### Set problem
Render the data below as a Markdown table with the columns Row and Line, giving each line its row number and skipping blank lines. Leave the pictures out of the table.

━━━━━━━━━━

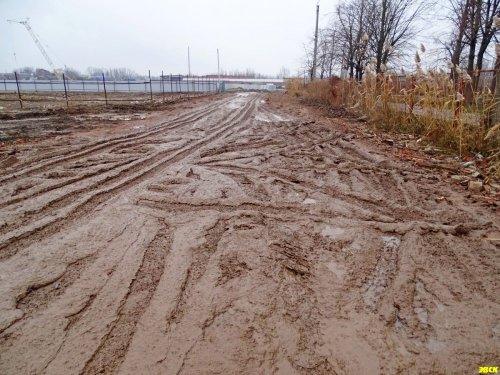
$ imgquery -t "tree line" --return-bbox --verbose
[304,0,500,80]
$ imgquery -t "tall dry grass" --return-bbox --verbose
[287,70,500,178]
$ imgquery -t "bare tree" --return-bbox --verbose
[368,0,429,73]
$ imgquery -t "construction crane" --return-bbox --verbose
[7,18,62,79]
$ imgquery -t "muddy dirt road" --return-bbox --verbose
[0,93,500,375]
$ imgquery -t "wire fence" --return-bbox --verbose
[0,72,221,108]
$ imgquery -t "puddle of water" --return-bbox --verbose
[382,236,401,250]
[302,198,316,204]
[321,226,345,239]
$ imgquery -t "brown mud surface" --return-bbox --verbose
[0,93,500,375]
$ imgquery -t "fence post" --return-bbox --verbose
[101,73,108,105]
[148,70,153,101]
[14,72,23,109]
[63,73,69,108]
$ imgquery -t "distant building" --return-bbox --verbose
[35,69,57,80]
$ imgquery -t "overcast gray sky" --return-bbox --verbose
[0,0,337,75]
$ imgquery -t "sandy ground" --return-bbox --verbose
[0,93,500,375]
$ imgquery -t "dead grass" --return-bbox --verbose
[287,72,500,178]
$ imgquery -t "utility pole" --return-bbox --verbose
[311,4,319,81]
[217,48,220,91]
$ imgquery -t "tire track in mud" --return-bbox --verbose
[0,95,260,260]
[81,225,172,374]
[0,99,230,183]
[166,219,227,332]
[0,95,246,223]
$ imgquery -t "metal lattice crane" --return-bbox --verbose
[7,18,61,78]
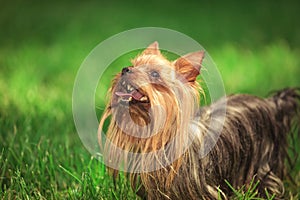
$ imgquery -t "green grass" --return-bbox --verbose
[0,0,300,199]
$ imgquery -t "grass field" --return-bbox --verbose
[0,0,300,199]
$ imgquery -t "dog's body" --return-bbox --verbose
[99,43,300,199]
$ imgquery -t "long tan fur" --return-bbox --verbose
[99,43,300,199]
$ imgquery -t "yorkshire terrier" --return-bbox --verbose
[99,42,300,199]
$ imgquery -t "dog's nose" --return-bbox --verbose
[122,67,132,76]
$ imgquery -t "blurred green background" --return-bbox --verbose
[0,0,300,199]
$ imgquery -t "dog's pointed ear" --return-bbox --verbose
[174,51,205,82]
[142,41,161,55]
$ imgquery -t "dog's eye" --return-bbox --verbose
[150,71,159,78]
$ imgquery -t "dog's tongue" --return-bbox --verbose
[115,90,143,100]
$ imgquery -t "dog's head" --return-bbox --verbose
[111,42,204,133]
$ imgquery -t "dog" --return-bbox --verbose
[98,42,300,199]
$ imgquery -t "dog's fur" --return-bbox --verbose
[99,42,300,199]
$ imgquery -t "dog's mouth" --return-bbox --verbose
[115,80,150,105]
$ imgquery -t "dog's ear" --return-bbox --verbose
[142,41,161,55]
[174,51,205,82]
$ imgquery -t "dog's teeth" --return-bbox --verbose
[129,86,134,92]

━━━━━━━━━━

### Answer for this exercise
| Row | Line |
|---|---|
| 1 | $ imgquery -t "tree line" --return-bbox --verbose |
| 2 | [304,0,500,80] |
| 3 | $ imgquery -t "tall dry grass" --return-bbox --verbose |
| 4 | [287,70,500,178] |
| 5 | $ imgquery -t "bare tree" --return-bbox --verbose |
| 6 | [368,0,429,73] |
| 7 | $ imgquery -t "construction crane" --return-bbox --verbose |
| 8 | [7,18,62,79] |
| 9 | $ imgquery -t "muddy dirt road" --return-bbox --verbose |
| 10 | [0,93,500,375] |
| 11 | $ imgquery -t "wire fence" --return-bbox --verbose |
| 12 | [0,72,221,108] |
| 13 | $ imgquery -t "puddle of water" --return-bbox --verbose |
| 14 | [382,236,401,250] |
| 15 | [302,198,316,204] |
| 16 | [321,226,345,239] |
| 17 | $ imgquery -t "brown mud surface" --return-bbox --verbose |
| 18 | [0,93,500,375] |
| 19 | $ imgquery -t "fence post" --return-bbox --verbose |
| 20 | [101,73,108,105] |
| 21 | [148,70,153,101] |
| 22 | [14,72,23,109] |
| 23 | [63,73,69,108] |
| 24 | $ imgquery -t "distant building" --return-bbox --verbose |
| 25 | [35,69,57,80] |
| 26 | $ imgquery -t "overcast gray sky" --return-bbox --verbose |
| 27 | [0,0,337,75] |
| 28 | $ imgquery -t "sandy ground" --return-bbox --verbose |
| 29 | [0,93,500,375] |
| 30 | $ imgquery -t "dead grass" --return-bbox --verbose |
| 31 | [287,72,500,178] |
| 32 | $ imgquery -t "utility pole" --return-bbox --verbose |
| 33 | [311,4,319,81] |
| 34 | [217,48,220,91] |
| 35 | $ imgquery -t "tire track in mud" --return-bbox --verbose |
| 36 | [0,95,260,260] |
| 37 | [81,225,172,374] |
| 38 | [0,99,230,183] |
| 39 | [166,219,227,332] |
| 40 | [0,95,246,223] |
| 41 | $ imgquery -t "metal lattice crane" --return-bbox --verbose |
| 42 | [7,18,61,78] |
| 43 | $ imgquery -t "green grass" --return-bbox --verbose |
| 44 | [0,0,300,199] |
| 45 | $ imgquery -t "grass field" --return-bbox --verbose |
| 46 | [0,0,300,199] |
| 47 | $ imgquery -t "dog's body" --return-bbox --verbose |
| 48 | [99,43,300,199] |
| 49 | $ imgquery -t "long tan fur" --return-bbox --verbose |
| 50 | [99,43,300,199] |
| 51 | $ imgquery -t "yorkshire terrier" --return-bbox --verbose |
| 52 | [99,42,300,199] |
| 53 | $ imgquery -t "dog's nose" --return-bbox --verbose |
| 54 | [122,67,132,76] |
| 55 | $ imgquery -t "blurred green background" --return-bbox --verbose |
| 56 | [0,0,300,199] |
| 57 | $ imgquery -t "dog's pointed ear" --return-bbox --verbose |
| 58 | [174,51,205,82] |
| 59 | [142,41,161,55] |
| 60 | $ imgquery -t "dog's eye" --return-bbox --verbose |
| 61 | [150,71,159,78] |
| 62 | $ imgquery -t "dog's tongue" --return-bbox --verbose |
| 63 | [115,90,143,100] |
| 64 | $ imgquery -t "dog's head" --return-bbox --verbose |
| 65 | [111,42,204,133] |
| 66 | $ imgquery -t "dog" --return-bbox --verbose |
| 67 | [98,42,300,199] |
| 68 | $ imgquery -t "dog's fur" --return-bbox --verbose |
| 69 | [99,42,300,199] |
| 70 | $ imgquery -t "dog's mouth" --return-bbox --verbose |
| 71 | [115,80,150,105] |
| 72 | $ imgquery -t "dog's ear" --return-bbox --verbose |
| 73 | [142,41,161,55] |
| 74 | [174,51,205,82] |
| 75 | $ imgquery -t "dog's teeth" --return-bbox --verbose |
| 76 | [129,86,134,92] |